Rows taken from a pointing dataset:
☆ ☆ ☆ ☆

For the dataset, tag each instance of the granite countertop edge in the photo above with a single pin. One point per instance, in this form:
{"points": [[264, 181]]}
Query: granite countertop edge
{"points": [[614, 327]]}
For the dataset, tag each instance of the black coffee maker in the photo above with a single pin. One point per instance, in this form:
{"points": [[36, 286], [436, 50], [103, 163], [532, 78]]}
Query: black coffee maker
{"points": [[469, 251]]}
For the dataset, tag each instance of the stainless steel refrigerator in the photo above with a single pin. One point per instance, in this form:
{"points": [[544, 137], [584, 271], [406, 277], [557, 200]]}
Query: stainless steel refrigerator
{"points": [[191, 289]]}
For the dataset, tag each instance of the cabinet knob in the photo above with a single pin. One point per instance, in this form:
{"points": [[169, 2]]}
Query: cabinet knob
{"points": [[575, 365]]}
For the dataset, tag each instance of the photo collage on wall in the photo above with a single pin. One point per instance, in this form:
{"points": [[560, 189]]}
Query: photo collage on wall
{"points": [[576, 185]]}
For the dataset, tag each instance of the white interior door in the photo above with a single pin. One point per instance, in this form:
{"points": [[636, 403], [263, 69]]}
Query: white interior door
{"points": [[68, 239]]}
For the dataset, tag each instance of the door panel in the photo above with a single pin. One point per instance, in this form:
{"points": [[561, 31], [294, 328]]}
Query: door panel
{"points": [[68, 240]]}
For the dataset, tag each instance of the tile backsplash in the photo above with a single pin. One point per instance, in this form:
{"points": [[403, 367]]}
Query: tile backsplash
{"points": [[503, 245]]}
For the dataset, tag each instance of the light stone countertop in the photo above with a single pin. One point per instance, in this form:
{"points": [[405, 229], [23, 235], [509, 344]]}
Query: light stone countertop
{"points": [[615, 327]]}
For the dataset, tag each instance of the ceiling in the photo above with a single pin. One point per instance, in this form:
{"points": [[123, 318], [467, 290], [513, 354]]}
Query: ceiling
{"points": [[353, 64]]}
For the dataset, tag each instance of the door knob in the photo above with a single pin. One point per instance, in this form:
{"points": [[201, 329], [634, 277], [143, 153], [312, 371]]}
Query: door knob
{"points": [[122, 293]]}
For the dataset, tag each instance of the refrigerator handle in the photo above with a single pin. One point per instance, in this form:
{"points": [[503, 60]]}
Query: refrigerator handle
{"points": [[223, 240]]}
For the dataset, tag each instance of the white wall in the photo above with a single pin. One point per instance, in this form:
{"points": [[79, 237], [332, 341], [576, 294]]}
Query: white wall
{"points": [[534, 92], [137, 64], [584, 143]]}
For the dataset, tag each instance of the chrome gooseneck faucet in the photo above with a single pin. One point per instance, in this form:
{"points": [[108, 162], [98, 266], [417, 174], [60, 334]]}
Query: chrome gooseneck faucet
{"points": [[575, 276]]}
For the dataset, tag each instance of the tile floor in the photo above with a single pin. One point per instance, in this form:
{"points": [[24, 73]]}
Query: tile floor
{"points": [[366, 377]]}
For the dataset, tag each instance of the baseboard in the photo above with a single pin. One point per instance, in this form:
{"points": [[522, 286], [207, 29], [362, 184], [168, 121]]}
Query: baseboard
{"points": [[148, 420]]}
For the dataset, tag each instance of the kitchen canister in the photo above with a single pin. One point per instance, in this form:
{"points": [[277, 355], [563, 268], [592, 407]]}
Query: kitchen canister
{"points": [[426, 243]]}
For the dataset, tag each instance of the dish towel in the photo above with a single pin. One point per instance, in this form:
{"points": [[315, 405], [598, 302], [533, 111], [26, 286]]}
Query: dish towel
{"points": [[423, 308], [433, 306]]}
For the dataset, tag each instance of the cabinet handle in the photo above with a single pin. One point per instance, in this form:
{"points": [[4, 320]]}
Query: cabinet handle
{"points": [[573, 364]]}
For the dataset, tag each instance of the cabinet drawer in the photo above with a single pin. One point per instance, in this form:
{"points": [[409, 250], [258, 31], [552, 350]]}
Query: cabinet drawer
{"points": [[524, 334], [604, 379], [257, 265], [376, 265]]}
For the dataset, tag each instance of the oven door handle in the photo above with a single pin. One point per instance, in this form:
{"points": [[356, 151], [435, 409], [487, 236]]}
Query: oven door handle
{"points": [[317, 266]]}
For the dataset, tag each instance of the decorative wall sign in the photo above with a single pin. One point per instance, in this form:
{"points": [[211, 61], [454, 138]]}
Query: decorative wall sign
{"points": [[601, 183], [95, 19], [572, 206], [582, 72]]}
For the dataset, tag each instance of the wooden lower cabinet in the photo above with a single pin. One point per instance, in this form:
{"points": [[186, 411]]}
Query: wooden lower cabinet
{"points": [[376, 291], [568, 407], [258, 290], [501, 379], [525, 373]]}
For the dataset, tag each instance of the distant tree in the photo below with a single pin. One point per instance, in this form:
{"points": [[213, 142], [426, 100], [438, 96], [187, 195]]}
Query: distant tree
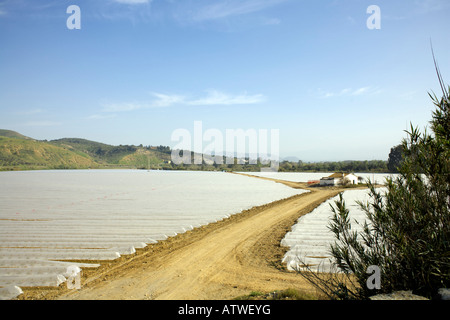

☆ ☆ ☆ ☆

What is asked: Count the lines in the items above that contain the string "gooseneck", and reply with the number alone.

Exercise solution: 2